_CONSIGNE DONNÉE_
Reprenez le passage sur T. Louverture et les colons de Saint-Domingue après sa dernière phrase, et poursuivez-le dans le même style.

Si T. Louverture a fait un écrit pour répondre aux diatribes lancées à la tribune contre les noirs et leurs chefs par Viennot Vaublanc, colon de Saint-Domingue, n’est-il pas entouré déjà de beaucoup de colons disposés à accuser Sonthonax, par cela seul qu’il avait prononcé la liberté générale des esclaves ; mais dissimulant alors les motifs de leur mécontentement, pour avoir accès dans l’esprit du général en chef, et l’engager aussi à la résolution qu’il caresse ? Il est donc encore rassuré du côté de ce parti, qui espère mieux en ses moyens d’action sur les noirs, qu’il est de leur intérêt de voir revenir à la culture ; et T. Louverture a besoin que les produits augmentent ses ressources financières, par rapport à son armée qui se plaint et qu’il faut satisfaire.

_ENTRÉES FOURNIES_
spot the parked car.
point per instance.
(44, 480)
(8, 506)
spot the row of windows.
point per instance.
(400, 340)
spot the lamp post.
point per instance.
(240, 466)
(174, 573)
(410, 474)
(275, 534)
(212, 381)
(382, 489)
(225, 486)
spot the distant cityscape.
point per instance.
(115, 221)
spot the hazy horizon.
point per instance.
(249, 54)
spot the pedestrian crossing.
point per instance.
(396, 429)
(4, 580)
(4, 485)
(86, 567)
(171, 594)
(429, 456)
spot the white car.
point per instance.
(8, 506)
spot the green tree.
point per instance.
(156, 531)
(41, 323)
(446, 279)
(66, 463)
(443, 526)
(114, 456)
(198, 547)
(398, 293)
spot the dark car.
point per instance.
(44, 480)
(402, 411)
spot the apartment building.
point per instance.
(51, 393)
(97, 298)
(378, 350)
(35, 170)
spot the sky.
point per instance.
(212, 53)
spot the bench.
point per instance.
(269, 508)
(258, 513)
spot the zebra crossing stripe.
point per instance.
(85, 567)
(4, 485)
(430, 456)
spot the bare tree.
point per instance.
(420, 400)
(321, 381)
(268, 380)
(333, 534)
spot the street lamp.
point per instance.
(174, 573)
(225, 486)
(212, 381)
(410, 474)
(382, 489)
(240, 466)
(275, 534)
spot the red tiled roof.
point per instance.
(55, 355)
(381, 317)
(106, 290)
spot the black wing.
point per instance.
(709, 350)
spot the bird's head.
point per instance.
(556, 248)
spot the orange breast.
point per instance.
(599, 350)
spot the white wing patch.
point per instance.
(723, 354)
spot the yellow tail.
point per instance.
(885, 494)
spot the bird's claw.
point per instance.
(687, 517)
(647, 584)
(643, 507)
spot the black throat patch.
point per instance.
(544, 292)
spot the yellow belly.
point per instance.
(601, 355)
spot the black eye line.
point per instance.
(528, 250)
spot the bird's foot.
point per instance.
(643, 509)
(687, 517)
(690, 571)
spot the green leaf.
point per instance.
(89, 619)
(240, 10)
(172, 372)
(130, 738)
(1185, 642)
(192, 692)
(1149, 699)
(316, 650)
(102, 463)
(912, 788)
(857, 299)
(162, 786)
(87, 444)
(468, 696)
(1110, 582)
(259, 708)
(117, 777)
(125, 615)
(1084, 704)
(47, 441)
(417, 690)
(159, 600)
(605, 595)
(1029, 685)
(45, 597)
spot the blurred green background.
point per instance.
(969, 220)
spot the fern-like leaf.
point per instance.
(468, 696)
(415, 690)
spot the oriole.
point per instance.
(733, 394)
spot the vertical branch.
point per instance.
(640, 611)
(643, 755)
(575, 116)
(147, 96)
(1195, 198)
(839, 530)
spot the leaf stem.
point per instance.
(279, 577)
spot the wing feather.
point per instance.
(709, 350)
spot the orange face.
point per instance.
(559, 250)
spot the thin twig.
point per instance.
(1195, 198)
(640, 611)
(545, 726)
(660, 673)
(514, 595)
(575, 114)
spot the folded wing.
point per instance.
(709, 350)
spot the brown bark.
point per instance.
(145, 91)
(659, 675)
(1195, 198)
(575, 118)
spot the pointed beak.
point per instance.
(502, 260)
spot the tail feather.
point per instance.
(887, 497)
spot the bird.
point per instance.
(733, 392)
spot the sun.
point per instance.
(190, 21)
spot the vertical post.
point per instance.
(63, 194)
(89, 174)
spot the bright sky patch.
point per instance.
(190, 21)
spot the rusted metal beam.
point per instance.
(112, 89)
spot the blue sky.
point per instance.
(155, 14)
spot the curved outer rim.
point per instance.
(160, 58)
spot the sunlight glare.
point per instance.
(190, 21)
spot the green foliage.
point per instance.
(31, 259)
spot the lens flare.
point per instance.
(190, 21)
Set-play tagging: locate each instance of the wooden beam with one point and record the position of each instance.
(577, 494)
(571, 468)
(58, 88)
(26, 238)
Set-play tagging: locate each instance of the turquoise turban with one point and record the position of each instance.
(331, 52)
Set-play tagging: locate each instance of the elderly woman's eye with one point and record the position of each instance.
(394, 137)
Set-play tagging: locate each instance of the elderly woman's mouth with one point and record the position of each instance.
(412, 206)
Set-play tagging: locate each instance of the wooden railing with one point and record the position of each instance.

_RÉPONSE À L'EXERCICE_
Toutes ces causes réunies concoururent évidemment à l’embarquement forcé de Sonthonax ; et nous disons avec conviction, qu’on ne saurait accuser la seule ambition de T. Louverture d’avoir pris cette mesure. Quant à l’adresse qu’il fallait employer pour l’exécuter, personne ne réunissait mieux la capacité nécessaire à une telle entreprise : le machiavélisme de ce général était trop ingénieux pour y échouer.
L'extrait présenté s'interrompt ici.